_WHAT THE EXERCISE ASKS_
Pictures in the data below are not part of the copy; transcribe everything else exactly.
:::::
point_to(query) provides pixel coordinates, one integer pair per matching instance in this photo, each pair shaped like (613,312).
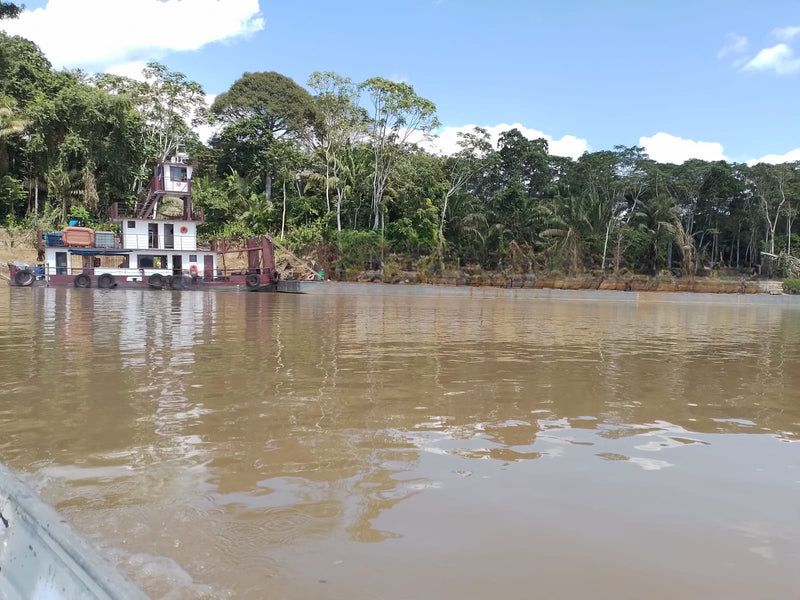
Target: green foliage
(359,250)
(12,196)
(305,237)
(339,174)
(791,286)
:::::
_ANSWER TO THIS TASK_
point_to(query) provides pixel coordinates, one integer pair per matching instance in this photo, each pair shaped like (613,312).
Target: green foliage
(359,250)
(12,196)
(305,237)
(339,174)
(791,286)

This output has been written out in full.